- Seu objetivo: Repita sem alterações a passagem do texto sobre gaslighting nos documentos papais, começando em “O artigo é de” e terminando em “grandes e pequenas.”.

- Bloco de texto:
30 Outubro 2020
Gaslighting (1) e dissonância cognitiva nos documentos papais.
O artigo é de Phyllis Zagano, teóloga estadunidense e pesquisadora da Hofstra University, em Nova York, publicado por National Catholic Reporter, 29-10-2020. A tradução é de Wagner Fernandes de Azevedo.
Não é o que eles dizem, mas a forma como eles dizem. Documentos e traduções das Escrituras irritantemente tangenciam o gaslighting contra as mulheres. Não é um grande evento que as manipulam até deixarem-nas loucas, mas apenas uma dissonância cognitiva que desliza em relações grandes e pequenas.
Você sabe, “ele me ama, ele não me ama...”.
Dissonância cognitiva inclui dizer uma coisa que significa outra. Isso existe, dolorosamente, na Igreja. Nós sabemos o que a Igreja diz, mas nós sabemos o que ela faz.
Reflita: estão as mulheres em uma relação tóxica com a Igreja?
Talvez sim, talvez não, mas eu penso que as mulheres estão cansadas de ouvir o que eles dizem “ter uma presença mais incisiva na Igreja” e “mais posições de responsabilidade”, etc., etc., etc. Como Eliza Doolittle disse (ou cantou) em “Minha Bela Dama”: “Demonstrem”.
Essa é a pena de tudo. O papa Francisco é um homem maravilhoso. Seu papado reabriu janelas que se fecharam muito cedo após o Concílio Vaticano II. Seu último documento, Fratelli Tutti, é lindo, realmente é. Mas, aparentemente, é dirigido aos homens. Não importa como você o faça, “fratelli” significa irmãos em qualquer idioma e em qualquer cultura. Em seguida, considere o fato de que o documento inclui as palavras “fraternidade” cerca de 55 vezes, “fraterna” cerca de 18 vezes e se refere à igreja como “ela” pelo menos cinco vezes. Para piorar, nenhuma mulher é citada ou referenciada.

- Conteúdo dos registros:
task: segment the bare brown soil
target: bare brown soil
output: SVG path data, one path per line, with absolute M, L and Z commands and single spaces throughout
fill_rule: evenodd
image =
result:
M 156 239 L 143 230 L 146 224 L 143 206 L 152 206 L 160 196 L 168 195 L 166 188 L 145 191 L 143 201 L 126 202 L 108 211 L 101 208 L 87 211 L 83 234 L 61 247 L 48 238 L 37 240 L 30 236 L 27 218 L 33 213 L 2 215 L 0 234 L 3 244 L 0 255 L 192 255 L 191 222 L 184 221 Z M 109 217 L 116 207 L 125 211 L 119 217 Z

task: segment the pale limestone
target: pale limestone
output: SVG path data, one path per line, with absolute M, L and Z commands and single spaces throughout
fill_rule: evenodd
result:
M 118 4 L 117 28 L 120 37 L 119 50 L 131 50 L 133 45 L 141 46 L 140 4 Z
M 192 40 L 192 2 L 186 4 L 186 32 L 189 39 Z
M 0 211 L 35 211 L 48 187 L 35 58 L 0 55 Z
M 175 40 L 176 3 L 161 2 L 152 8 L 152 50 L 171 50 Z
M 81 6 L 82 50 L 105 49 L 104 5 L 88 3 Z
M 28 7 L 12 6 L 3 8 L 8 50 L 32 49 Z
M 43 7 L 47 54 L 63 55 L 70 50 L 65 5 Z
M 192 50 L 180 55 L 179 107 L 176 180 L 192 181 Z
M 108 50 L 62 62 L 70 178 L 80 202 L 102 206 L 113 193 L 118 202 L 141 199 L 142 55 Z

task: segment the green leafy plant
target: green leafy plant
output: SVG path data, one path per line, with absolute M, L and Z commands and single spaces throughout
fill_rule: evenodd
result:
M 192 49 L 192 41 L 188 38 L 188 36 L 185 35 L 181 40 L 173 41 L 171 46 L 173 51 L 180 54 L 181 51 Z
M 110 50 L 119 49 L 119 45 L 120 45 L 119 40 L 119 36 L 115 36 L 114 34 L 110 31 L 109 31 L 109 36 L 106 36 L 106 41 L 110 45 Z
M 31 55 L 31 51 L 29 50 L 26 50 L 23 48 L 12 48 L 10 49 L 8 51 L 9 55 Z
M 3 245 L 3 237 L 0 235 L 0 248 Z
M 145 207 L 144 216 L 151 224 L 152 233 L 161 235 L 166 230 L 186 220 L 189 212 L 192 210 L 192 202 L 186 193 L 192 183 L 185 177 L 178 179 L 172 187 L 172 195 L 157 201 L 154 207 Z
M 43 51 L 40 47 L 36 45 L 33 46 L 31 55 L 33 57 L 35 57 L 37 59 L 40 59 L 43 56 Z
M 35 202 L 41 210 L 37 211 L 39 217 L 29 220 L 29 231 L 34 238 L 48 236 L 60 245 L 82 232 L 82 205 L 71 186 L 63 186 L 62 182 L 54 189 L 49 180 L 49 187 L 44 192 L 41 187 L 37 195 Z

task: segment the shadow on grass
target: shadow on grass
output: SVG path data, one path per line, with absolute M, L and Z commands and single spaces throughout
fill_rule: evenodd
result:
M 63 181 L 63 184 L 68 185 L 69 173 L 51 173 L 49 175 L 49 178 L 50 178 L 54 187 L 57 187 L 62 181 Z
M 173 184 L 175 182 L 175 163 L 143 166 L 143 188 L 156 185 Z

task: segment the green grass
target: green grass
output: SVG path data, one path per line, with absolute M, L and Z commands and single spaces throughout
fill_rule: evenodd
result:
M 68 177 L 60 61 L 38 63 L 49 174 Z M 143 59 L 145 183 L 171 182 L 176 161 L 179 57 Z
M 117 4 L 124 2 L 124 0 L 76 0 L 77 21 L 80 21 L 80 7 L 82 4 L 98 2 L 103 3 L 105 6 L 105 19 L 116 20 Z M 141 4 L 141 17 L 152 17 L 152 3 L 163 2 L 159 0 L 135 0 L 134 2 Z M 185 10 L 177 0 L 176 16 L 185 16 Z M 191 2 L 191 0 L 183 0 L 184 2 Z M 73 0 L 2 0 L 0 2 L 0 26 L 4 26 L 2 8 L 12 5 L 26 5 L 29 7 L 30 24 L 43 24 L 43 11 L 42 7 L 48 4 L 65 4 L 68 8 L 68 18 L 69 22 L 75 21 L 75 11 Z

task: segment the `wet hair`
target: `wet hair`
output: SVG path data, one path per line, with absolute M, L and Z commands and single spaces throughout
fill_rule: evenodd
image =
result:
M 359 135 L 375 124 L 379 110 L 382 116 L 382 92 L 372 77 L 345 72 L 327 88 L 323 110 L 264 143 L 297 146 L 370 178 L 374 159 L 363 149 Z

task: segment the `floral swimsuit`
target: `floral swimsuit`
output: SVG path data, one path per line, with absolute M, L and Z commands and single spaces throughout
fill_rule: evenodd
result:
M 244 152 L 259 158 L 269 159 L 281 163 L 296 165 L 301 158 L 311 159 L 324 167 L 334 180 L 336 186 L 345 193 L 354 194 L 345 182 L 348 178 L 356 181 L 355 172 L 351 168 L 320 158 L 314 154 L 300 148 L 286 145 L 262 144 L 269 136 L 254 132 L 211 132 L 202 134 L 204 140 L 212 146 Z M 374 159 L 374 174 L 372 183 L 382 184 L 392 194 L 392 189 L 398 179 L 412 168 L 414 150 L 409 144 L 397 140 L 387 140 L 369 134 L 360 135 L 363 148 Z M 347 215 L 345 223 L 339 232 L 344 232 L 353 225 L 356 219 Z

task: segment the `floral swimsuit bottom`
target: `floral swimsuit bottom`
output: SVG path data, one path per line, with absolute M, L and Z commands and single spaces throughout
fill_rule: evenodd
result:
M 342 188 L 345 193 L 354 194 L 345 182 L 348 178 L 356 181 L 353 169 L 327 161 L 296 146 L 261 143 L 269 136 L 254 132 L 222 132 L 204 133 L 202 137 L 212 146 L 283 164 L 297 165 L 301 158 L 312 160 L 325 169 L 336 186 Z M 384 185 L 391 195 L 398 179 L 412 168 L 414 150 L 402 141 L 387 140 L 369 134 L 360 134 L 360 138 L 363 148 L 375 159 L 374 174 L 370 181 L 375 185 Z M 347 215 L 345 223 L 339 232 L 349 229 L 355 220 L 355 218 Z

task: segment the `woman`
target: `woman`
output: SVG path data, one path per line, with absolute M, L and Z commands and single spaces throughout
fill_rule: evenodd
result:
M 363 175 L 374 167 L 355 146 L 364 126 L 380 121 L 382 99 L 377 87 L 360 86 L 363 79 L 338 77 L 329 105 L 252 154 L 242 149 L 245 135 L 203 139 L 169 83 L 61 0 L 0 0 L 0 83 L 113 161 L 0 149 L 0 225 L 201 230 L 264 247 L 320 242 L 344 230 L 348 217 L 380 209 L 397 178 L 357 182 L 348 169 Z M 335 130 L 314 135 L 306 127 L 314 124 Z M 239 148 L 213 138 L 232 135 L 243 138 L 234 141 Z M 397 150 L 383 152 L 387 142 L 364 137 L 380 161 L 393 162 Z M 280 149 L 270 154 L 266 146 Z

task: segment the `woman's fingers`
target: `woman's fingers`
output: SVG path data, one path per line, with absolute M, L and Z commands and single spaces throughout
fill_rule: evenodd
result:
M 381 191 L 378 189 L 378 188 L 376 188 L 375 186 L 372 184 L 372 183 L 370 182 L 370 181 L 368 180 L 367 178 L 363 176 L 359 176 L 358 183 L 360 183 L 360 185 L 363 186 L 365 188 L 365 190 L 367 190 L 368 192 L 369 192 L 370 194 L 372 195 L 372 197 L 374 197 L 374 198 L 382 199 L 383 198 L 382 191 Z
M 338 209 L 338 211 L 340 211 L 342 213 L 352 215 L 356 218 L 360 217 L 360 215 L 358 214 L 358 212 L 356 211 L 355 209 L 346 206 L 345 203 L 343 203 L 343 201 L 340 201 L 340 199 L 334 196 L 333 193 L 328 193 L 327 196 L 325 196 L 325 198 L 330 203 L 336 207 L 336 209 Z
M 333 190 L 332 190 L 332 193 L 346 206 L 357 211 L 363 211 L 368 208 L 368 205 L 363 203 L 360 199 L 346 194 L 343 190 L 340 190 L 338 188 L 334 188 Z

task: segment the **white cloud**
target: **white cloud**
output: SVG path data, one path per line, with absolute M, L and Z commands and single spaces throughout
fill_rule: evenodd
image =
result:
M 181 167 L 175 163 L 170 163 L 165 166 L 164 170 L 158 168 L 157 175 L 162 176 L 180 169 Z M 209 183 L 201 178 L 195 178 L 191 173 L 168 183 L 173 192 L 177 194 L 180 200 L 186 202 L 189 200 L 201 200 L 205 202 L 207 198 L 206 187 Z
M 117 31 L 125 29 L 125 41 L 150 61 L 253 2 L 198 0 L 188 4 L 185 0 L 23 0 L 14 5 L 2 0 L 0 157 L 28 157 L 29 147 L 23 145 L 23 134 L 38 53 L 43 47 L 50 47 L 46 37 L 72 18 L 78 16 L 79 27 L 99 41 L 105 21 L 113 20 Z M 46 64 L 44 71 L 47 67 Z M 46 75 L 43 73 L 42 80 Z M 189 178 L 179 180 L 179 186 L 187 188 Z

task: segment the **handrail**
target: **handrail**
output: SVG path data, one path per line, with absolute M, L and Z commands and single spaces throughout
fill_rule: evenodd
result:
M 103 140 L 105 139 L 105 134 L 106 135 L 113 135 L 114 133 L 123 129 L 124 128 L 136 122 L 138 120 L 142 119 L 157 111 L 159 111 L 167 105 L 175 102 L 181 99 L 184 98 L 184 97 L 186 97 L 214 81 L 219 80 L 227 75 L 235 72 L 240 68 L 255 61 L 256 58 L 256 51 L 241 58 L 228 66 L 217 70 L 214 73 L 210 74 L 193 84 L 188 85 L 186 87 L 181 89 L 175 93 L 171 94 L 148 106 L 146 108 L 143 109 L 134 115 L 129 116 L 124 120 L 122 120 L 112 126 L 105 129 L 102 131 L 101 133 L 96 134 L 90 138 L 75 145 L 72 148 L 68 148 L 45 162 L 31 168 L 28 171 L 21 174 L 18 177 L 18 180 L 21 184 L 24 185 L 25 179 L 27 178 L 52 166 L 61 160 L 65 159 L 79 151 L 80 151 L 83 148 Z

---

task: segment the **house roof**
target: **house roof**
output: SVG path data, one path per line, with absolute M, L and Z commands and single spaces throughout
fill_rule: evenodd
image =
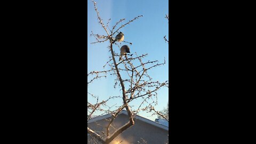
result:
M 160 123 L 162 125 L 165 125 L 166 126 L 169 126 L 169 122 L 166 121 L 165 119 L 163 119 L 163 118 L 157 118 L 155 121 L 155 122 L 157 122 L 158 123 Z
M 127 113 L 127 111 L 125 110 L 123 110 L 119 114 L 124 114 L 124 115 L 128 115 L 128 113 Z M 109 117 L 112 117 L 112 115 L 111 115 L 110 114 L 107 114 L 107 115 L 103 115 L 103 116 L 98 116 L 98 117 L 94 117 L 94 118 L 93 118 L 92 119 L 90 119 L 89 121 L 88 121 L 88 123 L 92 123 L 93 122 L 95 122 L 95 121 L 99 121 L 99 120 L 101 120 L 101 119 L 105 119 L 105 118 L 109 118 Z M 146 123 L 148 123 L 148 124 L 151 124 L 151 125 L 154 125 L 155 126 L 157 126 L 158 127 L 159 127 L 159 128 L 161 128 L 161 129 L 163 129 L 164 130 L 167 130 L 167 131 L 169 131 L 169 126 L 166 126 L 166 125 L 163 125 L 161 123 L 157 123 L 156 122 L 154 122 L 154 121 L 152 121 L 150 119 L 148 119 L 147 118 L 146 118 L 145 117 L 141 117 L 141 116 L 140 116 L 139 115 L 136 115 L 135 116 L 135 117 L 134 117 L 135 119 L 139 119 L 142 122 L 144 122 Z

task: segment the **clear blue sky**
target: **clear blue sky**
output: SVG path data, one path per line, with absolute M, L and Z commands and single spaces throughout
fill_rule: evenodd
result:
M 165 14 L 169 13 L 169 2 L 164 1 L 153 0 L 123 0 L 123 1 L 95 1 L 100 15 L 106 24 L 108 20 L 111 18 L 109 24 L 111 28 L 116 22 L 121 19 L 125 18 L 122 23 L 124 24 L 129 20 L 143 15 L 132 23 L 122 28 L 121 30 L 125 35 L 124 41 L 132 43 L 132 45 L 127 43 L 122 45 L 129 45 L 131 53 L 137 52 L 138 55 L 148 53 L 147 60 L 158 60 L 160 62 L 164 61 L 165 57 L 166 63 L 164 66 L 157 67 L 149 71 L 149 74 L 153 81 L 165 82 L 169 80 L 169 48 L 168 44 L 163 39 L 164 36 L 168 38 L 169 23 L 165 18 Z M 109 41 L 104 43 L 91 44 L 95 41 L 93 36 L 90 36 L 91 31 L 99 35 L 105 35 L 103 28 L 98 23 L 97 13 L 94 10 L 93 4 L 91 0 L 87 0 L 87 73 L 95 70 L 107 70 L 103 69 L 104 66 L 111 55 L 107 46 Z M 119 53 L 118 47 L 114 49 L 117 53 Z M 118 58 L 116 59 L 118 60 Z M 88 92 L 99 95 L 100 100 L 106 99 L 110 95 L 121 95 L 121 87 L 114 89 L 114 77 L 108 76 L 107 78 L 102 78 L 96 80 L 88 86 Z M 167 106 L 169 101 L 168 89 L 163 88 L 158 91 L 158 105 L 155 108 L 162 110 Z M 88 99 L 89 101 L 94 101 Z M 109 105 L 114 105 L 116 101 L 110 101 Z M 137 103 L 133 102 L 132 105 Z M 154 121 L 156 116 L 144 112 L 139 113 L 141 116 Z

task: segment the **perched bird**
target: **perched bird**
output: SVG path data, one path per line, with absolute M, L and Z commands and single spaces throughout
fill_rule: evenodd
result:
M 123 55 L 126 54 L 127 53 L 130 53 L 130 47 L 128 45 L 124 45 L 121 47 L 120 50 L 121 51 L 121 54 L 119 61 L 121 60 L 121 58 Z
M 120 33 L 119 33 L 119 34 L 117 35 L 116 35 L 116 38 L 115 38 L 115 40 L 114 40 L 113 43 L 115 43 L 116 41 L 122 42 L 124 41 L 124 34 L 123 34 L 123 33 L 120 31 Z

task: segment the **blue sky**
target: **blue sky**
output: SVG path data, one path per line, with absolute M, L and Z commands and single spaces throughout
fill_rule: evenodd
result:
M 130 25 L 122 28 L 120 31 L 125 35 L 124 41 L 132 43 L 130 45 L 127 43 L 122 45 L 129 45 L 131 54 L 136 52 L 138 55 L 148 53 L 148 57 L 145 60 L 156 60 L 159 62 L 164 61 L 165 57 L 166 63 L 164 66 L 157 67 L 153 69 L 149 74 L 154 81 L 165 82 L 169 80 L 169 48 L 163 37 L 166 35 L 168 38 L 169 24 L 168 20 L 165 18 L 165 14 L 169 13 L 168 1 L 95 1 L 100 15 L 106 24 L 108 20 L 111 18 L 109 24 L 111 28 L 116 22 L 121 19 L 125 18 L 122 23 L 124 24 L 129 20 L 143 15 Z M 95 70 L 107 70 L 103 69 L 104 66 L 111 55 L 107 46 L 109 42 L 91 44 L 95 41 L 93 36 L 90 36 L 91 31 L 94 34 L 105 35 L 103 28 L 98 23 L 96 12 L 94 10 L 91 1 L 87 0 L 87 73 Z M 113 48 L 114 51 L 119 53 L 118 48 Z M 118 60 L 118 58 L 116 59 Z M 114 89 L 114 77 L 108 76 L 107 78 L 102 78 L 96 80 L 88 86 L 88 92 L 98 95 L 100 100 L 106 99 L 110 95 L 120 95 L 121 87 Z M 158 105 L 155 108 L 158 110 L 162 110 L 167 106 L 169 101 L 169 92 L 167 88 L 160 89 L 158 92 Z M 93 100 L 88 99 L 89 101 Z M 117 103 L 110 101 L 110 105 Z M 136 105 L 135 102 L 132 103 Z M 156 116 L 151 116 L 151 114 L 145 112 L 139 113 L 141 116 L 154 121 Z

- Solução do problema:
O artigo é de Phyllis Zagano, teóloga estadunidense e pesquisadora da Hofstra University, em Nova York, publicado por National Catholic Reporter, 29-10-2020. A tradução é de Wagner Fernandes de Azevedo.
Não é o que eles dizem, mas a forma como eles dizem. Documentos e traduções das Escrituras irritantemente tangenciam o gaslighting contra as mulheres. Não é um grande evento que as manipulam até deixarem-nas loucas, mas apenas uma dissonância cognitiva que desliza em relações grandes e pequenas.